Part of a data file:
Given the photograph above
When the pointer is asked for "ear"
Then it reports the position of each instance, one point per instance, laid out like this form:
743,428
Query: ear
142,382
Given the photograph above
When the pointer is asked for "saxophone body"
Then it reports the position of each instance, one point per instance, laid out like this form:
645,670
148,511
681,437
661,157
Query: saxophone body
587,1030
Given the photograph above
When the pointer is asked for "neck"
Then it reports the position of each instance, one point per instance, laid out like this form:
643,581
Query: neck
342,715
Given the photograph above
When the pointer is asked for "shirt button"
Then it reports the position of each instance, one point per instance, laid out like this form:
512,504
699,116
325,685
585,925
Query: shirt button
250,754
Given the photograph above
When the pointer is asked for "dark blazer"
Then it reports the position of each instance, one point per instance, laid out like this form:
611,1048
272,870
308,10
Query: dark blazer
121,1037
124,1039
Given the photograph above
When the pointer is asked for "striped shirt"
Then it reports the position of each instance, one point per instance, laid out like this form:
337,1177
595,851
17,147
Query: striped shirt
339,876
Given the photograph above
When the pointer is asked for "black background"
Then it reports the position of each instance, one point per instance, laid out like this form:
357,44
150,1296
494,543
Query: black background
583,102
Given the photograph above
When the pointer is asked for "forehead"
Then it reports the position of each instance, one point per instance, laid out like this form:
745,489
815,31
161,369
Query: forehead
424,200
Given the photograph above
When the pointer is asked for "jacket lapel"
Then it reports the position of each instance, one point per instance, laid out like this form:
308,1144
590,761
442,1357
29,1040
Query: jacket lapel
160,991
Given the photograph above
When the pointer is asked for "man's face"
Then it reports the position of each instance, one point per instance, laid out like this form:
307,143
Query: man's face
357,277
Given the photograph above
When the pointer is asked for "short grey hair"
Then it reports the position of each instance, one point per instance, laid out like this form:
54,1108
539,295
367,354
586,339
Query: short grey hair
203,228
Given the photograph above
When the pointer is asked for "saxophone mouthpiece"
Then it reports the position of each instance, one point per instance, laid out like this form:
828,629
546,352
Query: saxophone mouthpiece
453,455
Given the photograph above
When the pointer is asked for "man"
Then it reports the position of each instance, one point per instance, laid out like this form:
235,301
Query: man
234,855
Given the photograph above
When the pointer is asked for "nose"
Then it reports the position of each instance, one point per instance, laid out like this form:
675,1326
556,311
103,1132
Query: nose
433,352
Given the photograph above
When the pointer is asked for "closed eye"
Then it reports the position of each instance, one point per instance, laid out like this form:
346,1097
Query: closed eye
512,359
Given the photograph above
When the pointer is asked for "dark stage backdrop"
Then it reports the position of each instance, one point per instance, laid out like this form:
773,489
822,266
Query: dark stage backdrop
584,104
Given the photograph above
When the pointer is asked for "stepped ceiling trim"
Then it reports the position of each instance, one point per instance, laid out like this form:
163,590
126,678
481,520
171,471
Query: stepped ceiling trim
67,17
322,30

What to do: Nothing should be changed: write out all of the data as is.

In response:
Given the photograph above
When the pointer is asked for "ear"
Then it reports the position of each instance, one point per instance, laid out like this form:
743,428
Query: ear
142,382
Given the photograph above
When the pointer is asked for "saxophone body"
Then it reports the position of each instance, one point per instance, laid out like this form:
645,670
148,511
681,437
661,157
Query: saxophone body
587,1030
Given the photograph above
When the pointer is asked for "neck"
Then it reports the position of each instance, one point per instance, laid out like this form:
643,581
Query: neck
342,715
Given the photograph above
When the pointer is asked for "shirt button"
Then it reports the position of each instance, one point per instance, laid out like this form:
512,504
699,116
325,685
585,925
Query: shirt button
250,754
Given the photograph above
When the pointer is asked for "dark blazer"
Then it reports the position of each instance, one point per instance, laid out like this form:
611,1048
272,870
308,10
Query: dark blazer
121,1037
124,1039
Given the photograph above
When the pointer is asked for "striped shirt"
Then it reports the position of each instance, one point per instance, laid out like this form:
337,1177
595,851
17,147
Query: striped shirt
339,876
Given the photograph above
When the pointer is asked for "black background"
Then it reports the position of each instance, one point per instance, laid out like this form:
357,44
150,1296
494,543
Query: black background
583,102
Given the photograph above
When the pointer is asked for "forehead"
Then it reports the position of each instance, one point per instance, laid out like this form:
745,489
815,31
161,369
Query: forehead
424,200
Given the photograph above
When the pointer is asked for "jacket lapel"
Then it reports the position of each instance, one point per instance, laid out like this form:
308,1144
590,761
442,1357
29,1040
Query: jacket lapel
160,991
Given the photograph above
When the pointer is asked for "man's face"
Then it reports the position of each instance, one point per instance, laid out like this form:
307,143
Query: man's face
357,277
Given the photograph above
When the pointer is asked for "short grey hair"
Then it reports the position of each instance, one point per instance, laid out like this form:
54,1108
539,295
367,354
586,339
Query: short grey hair
203,228
Given the photograph above
When the pointer is asked for "saxophone mouthpiece"
Then it reports the position of each instance, one point per instance, laid out like this form:
828,629
546,352
Query: saxophone mouthpiece
453,455
Given the photograph above
When the pointer is asked for "man"
Then it reports the position of each instance, one point per instance, laid out like this form:
235,301
Query: man
234,855
Given the photograph above
When the pointer is asked for "nose"
Then it reports the position of each instance, one point per instance, laid out like this form:
675,1326
556,311
103,1132
Query: nose
433,352
Given the photograph above
When the pointer is asked for "closed eye"
Then it reports the position of each instance, one point per instance, laid out like this form:
346,1097
Query: closed eye
512,359
Given the photograph above
When the pointer is asked for "dark stage backdrop"
Then it reports the position of each instance, one point per instance, laid out like this form:
773,489
822,266
Query: dark stage backdrop
584,104
Given the photograph above
When the pointer is asked for "stepped ceiling trim"
Then it reports the position of each instance, one point per instance, laid out like this form:
163,590
126,678
481,520
171,471
Query: stepped ceiling trim
67,17
322,30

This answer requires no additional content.